= 課題の詳細 =
偏頗弁済に関する文章を、最後の文の後から書き進めてください。

= 文書の抜粋 =
___

破産法第252条1項3号に該当する偏頗弁済は、以下の4つの要件をすべて満たす行為です。

  1. 特定の債権者に対する債務について
    すべての債権者ではなく、特定の債権者(友人・親族・特定の業者など)だけを対象とした行為
  2. 当該債権者に特別の利益を与える目的または他の債権者を害する目的で
    特別扱いしたい気持ちや、他の債権者への返済を避けたいという意図がある
  3. 担保の供与または債務の消滅に関する行為
    返済行為や担保提供(家や車を担保にするなど)が該当
  4. 債務者の義務に属せず、またはその方法もしくは時期が債務者の義務に属しないもの
    返済義務がない、または返済時期が到来していないのに返済するなど

【具体例】

  • 自己破産を決意した後、親族への借金だけを優先的に返済した
  • 一部の業者には返済をストップしながら、スマホ代や友人への借金だけ返し続けた
  • 返済期限前に特定の債権者にだけ繰り上げ返済した

偏頗弁済によって生じる2つの大きなリスク

偏頗弁済を行うと、以下の重大なリスクが生じます。

___

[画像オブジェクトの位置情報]
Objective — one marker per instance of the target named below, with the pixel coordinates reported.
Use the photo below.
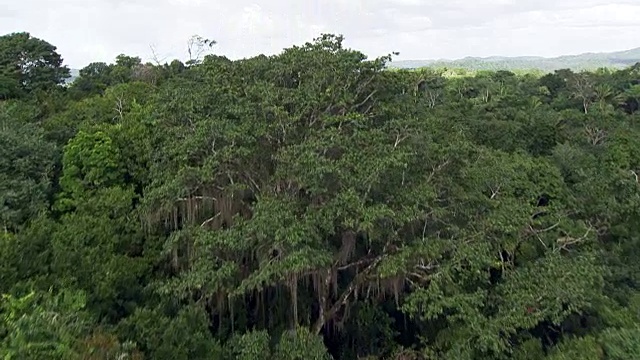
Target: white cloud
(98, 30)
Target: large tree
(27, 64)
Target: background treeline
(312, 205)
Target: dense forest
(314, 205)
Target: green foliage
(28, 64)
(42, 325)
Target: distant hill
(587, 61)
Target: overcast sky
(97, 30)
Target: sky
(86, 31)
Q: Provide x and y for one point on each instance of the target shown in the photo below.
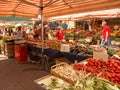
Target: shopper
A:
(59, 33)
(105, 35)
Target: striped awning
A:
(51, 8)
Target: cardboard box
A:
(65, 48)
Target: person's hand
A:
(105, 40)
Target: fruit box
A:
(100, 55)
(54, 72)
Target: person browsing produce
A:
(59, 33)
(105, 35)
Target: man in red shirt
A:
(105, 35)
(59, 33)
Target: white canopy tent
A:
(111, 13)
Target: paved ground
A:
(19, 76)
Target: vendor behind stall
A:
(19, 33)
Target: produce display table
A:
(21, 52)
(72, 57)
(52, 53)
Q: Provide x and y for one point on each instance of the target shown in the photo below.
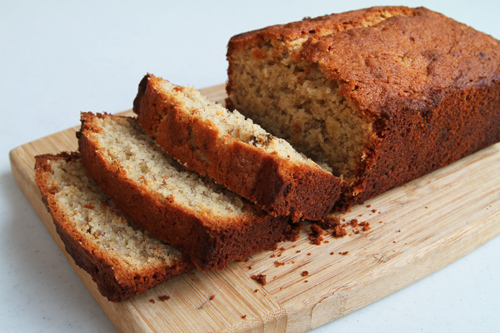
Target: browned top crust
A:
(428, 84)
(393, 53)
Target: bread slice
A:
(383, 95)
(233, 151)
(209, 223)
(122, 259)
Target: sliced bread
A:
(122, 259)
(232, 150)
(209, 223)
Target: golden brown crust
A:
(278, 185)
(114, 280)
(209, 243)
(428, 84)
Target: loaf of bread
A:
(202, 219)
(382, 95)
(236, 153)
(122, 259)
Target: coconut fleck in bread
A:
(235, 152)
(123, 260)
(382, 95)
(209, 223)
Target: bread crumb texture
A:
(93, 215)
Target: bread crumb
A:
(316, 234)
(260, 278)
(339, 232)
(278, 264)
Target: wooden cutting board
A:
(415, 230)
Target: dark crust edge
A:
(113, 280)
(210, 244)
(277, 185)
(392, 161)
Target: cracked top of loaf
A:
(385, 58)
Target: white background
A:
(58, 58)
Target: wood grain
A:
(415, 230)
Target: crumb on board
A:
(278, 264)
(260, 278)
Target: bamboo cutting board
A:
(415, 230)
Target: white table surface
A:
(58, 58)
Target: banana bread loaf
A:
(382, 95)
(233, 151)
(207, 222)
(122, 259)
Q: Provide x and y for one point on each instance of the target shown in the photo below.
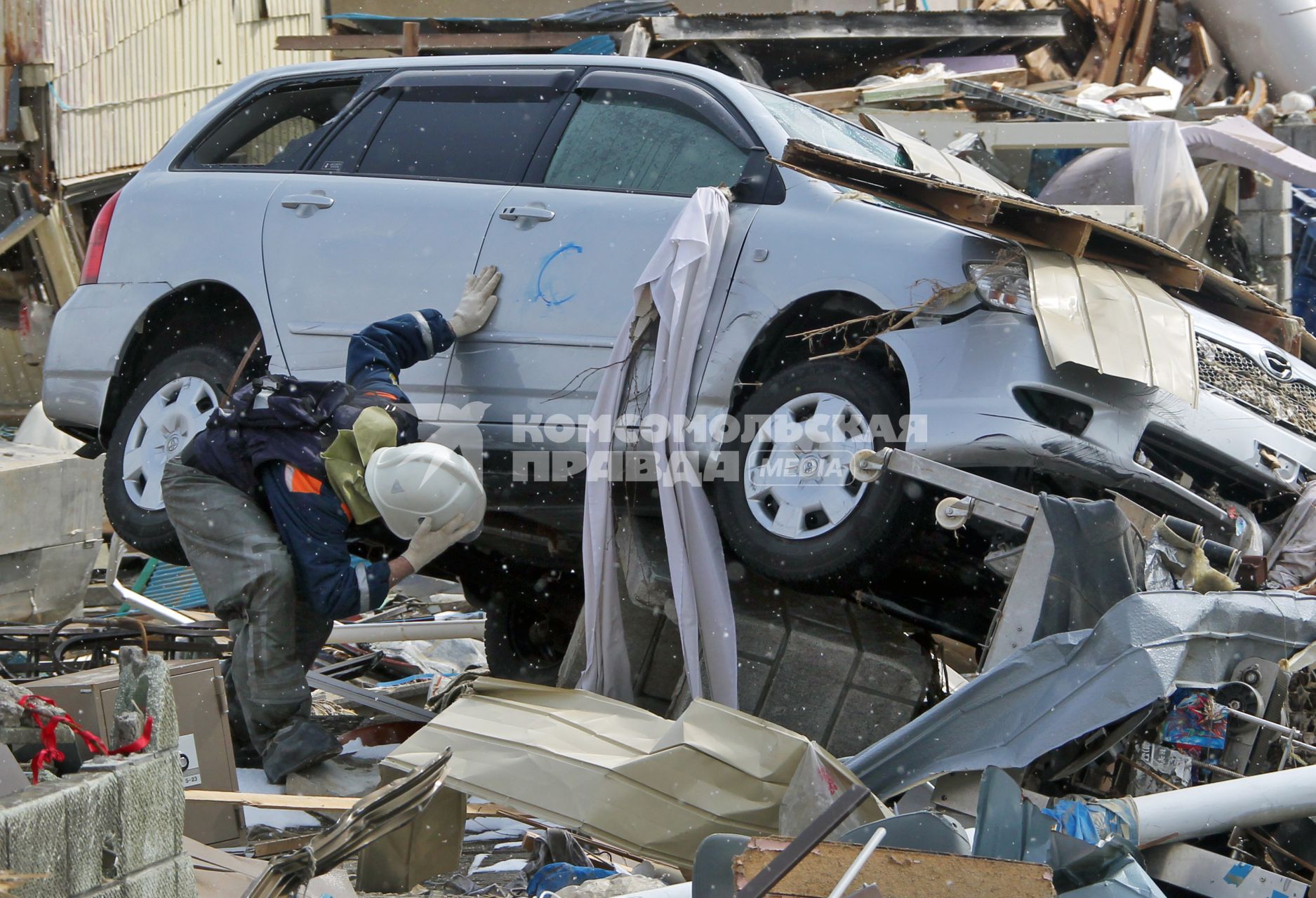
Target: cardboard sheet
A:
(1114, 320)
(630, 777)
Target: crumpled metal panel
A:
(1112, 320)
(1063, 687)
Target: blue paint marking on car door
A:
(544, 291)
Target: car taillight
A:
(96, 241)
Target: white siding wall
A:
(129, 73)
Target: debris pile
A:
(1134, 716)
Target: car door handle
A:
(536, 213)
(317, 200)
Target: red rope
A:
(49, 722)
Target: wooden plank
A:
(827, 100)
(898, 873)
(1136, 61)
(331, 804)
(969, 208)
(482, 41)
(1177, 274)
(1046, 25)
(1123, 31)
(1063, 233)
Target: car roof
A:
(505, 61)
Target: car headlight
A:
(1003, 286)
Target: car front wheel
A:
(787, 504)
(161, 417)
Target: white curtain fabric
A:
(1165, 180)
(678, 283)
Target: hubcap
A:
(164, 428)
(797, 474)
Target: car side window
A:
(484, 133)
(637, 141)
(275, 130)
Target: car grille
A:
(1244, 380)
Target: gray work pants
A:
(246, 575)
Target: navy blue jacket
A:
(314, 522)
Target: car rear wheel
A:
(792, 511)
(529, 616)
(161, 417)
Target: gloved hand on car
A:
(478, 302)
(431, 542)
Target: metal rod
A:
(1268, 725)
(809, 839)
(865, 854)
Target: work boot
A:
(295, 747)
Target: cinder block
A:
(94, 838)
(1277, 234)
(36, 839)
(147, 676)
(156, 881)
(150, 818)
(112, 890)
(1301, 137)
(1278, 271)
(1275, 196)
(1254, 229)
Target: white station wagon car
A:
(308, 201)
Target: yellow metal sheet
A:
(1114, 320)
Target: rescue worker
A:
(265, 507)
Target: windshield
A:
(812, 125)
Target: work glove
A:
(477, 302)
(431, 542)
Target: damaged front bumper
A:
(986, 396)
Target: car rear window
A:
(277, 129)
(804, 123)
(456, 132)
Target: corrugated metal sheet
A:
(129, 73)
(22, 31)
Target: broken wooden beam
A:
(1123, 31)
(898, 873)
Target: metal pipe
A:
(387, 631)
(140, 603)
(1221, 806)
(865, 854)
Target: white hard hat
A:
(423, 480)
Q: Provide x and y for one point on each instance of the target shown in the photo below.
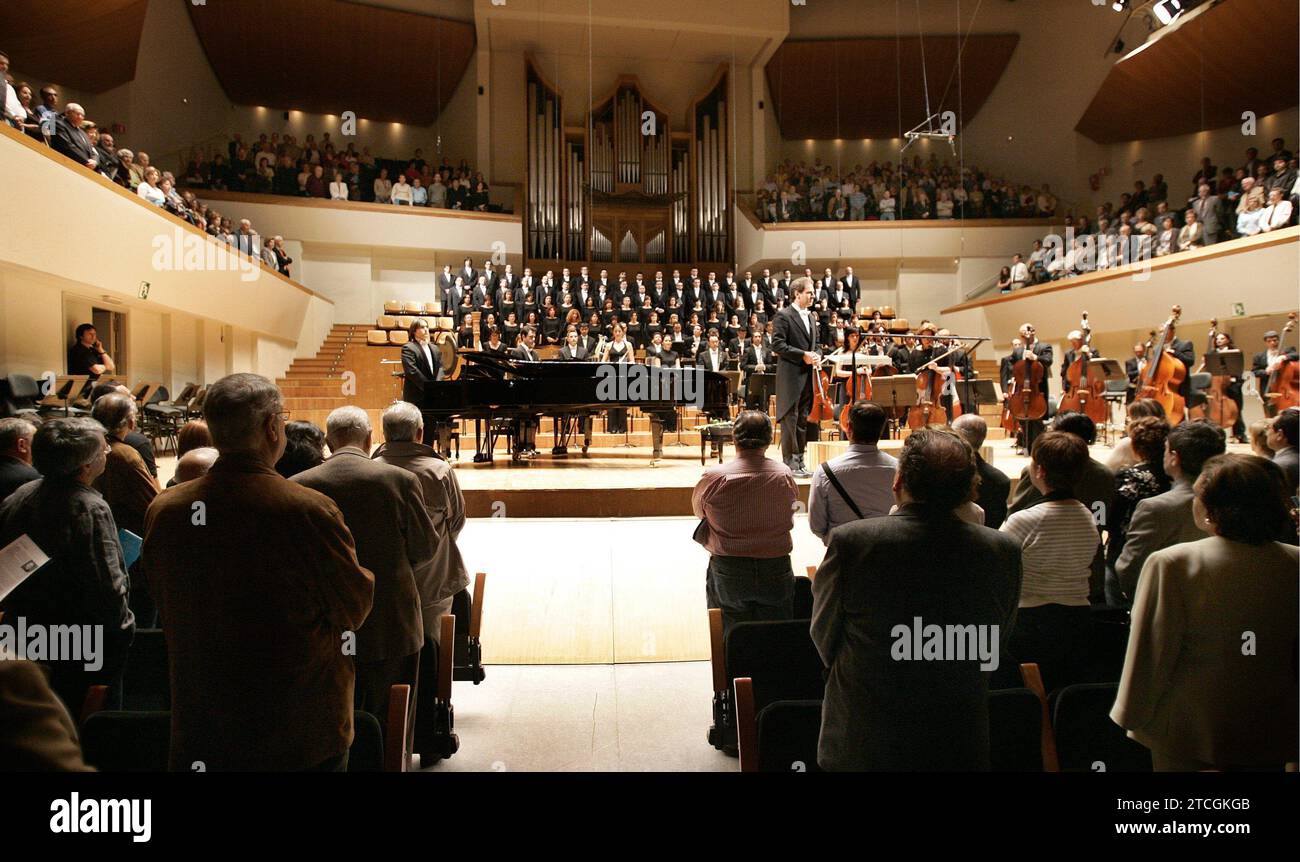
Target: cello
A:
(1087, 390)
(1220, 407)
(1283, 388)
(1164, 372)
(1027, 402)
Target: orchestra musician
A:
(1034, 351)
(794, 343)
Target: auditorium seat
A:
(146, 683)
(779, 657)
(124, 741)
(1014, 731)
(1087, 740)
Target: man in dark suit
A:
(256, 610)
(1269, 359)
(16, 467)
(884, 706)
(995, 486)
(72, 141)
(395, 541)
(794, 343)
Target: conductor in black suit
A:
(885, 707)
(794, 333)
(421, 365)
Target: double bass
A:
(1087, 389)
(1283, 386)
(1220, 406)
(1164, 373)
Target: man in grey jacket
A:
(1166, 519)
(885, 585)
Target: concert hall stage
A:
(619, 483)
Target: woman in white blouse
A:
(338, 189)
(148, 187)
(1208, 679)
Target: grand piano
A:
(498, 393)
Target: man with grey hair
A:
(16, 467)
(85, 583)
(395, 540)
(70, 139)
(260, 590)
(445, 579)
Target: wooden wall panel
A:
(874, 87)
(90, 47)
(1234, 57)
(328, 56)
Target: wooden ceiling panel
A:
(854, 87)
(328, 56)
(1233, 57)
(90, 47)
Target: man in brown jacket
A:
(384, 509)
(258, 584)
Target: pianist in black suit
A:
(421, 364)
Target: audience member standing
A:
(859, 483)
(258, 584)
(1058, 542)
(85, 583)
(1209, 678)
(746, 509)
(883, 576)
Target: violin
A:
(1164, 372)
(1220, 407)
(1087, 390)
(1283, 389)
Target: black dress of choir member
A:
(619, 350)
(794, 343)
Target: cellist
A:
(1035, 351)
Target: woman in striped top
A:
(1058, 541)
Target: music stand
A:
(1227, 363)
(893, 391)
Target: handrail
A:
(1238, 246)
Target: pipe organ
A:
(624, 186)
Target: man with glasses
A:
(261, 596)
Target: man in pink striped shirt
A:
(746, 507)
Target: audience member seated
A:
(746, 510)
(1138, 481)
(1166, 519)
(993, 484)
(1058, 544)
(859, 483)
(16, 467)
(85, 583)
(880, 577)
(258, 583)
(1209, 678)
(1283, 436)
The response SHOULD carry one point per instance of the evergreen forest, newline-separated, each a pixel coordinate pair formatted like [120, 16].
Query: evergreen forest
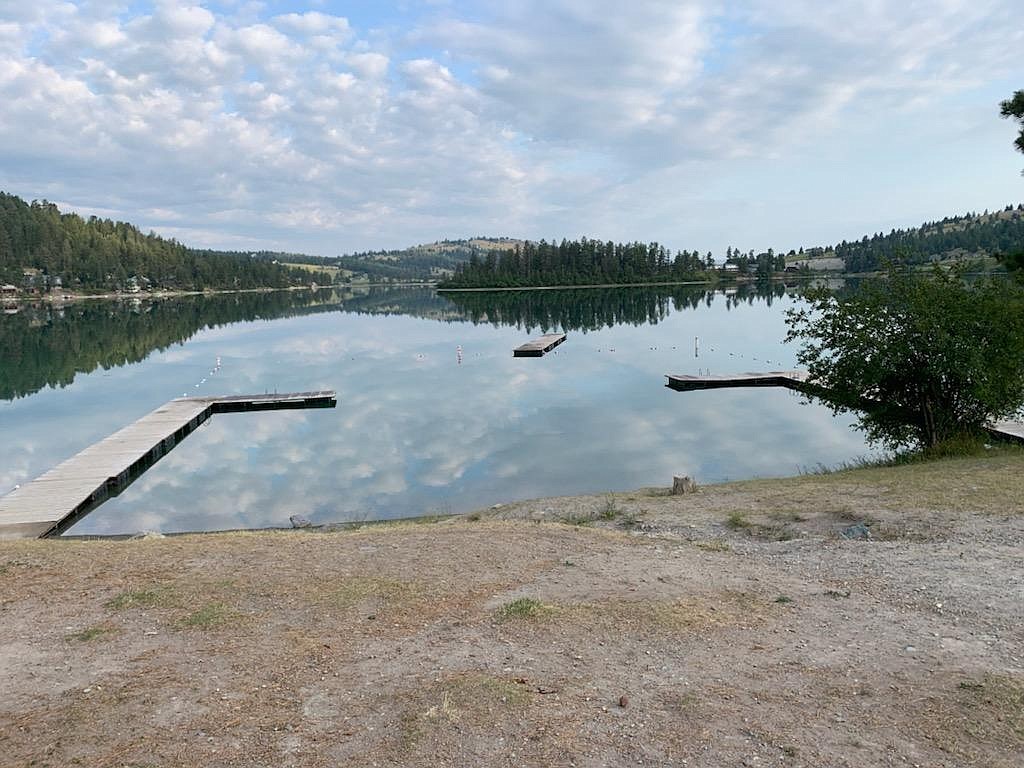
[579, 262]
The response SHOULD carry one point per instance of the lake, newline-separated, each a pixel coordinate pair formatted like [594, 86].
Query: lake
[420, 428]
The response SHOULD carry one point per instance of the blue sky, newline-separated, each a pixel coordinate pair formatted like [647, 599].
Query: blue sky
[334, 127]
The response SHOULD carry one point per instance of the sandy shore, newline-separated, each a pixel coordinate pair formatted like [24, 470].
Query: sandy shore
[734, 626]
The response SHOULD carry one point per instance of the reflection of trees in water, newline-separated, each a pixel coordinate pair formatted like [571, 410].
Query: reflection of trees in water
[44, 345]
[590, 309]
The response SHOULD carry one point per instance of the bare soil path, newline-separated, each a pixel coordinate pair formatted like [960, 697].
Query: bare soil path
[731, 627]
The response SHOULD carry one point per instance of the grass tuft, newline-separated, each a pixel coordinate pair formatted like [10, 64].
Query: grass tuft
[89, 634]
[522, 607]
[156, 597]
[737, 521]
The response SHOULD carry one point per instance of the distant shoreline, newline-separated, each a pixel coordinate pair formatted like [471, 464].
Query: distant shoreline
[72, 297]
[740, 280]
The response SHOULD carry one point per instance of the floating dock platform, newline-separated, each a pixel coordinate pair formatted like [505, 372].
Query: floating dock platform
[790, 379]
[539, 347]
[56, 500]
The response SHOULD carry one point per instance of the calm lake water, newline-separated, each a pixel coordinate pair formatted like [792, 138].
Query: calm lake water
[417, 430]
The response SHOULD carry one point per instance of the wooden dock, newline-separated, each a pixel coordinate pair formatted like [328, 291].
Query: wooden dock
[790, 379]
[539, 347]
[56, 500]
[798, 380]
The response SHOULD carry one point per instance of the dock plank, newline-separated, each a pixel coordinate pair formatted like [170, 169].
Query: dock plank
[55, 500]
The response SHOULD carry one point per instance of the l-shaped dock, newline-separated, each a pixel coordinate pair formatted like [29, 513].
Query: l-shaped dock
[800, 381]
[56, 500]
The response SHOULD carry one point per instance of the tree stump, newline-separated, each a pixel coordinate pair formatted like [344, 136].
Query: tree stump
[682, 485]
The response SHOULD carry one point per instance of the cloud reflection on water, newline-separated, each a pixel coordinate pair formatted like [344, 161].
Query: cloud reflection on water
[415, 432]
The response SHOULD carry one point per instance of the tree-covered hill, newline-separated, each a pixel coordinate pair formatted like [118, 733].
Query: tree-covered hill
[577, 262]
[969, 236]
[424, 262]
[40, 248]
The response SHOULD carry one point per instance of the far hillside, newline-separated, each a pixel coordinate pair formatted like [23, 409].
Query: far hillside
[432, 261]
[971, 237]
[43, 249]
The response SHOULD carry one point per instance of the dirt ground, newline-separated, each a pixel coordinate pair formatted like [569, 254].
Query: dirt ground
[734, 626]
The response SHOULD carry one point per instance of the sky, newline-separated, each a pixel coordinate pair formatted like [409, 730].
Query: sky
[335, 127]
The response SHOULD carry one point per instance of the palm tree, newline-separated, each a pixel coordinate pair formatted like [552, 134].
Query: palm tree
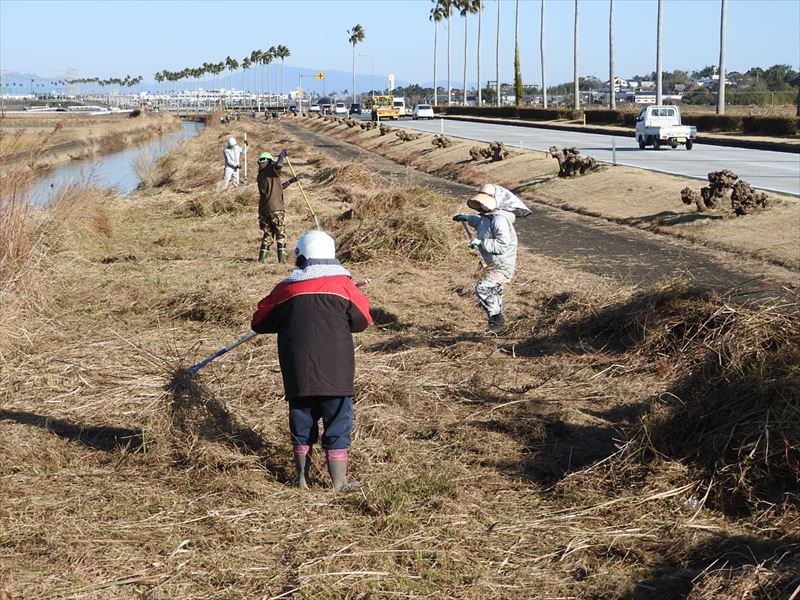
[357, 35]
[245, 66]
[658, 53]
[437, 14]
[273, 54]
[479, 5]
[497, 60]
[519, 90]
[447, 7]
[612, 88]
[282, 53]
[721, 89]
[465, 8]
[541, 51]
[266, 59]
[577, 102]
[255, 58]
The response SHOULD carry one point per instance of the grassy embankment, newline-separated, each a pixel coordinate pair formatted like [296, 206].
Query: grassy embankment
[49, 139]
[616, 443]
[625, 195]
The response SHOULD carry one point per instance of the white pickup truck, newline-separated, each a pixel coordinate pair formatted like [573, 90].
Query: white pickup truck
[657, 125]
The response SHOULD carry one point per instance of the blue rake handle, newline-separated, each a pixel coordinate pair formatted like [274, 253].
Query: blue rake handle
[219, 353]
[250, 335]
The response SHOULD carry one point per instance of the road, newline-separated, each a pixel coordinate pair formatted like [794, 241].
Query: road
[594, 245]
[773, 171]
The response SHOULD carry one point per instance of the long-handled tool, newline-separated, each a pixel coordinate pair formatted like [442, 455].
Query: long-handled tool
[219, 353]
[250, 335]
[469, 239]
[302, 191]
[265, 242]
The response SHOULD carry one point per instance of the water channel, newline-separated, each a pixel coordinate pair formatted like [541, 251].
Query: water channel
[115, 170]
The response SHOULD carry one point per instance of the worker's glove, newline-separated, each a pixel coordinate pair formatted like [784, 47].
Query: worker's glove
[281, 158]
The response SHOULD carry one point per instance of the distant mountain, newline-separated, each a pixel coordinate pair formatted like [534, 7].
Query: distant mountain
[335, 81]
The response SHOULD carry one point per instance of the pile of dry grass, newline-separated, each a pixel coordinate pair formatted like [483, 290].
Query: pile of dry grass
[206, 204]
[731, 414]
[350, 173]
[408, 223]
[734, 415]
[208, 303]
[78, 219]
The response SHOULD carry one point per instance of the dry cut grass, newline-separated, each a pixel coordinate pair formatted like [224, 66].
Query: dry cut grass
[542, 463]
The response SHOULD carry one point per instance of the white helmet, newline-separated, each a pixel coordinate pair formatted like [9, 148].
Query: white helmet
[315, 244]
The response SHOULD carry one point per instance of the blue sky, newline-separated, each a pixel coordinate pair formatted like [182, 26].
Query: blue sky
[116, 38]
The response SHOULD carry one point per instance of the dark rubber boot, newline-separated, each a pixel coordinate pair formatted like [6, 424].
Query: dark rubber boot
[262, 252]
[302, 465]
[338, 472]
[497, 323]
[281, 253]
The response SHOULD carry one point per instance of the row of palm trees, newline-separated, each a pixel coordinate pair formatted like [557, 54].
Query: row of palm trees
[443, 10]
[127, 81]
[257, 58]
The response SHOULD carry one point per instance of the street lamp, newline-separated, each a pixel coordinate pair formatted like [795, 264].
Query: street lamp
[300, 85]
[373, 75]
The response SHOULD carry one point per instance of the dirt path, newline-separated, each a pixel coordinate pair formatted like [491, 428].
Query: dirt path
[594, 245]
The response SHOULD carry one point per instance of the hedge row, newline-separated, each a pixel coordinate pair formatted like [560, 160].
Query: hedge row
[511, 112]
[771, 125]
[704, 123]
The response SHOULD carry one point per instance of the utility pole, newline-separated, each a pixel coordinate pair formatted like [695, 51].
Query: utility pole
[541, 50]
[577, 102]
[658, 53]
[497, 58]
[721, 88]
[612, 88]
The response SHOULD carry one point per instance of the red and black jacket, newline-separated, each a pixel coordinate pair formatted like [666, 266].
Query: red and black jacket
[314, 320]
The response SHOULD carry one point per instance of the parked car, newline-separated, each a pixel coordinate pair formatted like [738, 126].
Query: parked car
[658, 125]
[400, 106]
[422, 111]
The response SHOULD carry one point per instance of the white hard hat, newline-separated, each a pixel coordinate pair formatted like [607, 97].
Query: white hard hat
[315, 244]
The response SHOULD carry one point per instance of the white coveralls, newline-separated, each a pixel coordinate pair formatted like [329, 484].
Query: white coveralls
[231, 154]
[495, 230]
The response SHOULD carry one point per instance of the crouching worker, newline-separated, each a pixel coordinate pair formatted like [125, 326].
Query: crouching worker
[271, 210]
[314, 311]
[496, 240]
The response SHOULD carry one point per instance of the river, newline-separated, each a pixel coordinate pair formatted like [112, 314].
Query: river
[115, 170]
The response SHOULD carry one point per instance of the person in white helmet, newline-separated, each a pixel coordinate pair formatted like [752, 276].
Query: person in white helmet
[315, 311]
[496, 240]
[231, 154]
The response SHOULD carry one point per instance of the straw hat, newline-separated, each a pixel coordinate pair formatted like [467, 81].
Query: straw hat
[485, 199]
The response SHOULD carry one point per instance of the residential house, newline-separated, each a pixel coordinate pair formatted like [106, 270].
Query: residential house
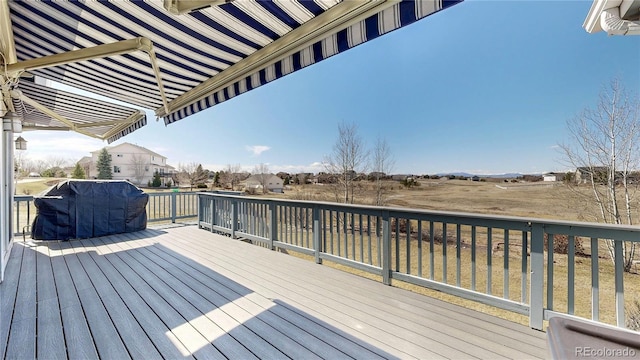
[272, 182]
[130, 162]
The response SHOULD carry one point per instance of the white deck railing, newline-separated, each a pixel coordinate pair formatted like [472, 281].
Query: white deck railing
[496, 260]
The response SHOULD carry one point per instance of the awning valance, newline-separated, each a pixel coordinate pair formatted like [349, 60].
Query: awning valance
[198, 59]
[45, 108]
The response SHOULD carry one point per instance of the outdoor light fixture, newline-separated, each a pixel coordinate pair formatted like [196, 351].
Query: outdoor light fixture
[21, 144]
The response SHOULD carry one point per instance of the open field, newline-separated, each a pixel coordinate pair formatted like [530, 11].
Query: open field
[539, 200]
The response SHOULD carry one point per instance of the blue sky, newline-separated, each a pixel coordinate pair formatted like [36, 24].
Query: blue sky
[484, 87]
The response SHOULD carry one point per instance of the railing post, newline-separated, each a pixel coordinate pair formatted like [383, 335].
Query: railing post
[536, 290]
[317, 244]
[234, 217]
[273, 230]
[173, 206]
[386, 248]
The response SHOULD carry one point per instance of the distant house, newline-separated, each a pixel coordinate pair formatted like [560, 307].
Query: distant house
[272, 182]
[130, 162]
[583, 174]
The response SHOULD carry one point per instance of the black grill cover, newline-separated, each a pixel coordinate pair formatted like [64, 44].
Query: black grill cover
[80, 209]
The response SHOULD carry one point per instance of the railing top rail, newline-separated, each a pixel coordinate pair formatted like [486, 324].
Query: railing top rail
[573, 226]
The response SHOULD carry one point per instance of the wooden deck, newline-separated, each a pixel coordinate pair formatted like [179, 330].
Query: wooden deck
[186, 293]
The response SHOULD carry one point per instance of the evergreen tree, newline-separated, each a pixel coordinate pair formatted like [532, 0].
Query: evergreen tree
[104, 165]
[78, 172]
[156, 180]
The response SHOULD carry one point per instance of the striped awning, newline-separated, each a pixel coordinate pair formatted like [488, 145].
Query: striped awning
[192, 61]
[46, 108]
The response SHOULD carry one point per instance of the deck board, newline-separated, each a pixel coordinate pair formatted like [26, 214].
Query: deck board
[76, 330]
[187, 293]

___

= 解答 =
免責不許可となり借金が残るリスク

偏頗弁済は免責不許可事由に該当するため、裁判所の判断によっては自己破産が認められても借金の免除が認められない可能性があります。その結果、破産手続きを行ったにもかかわらず、借金を返済し続けなければならないことになります。

破産管財人による否認権行使のリスク

偏頗弁済を受けた債権者は、破産管財人から否認権を行使される可能性があります。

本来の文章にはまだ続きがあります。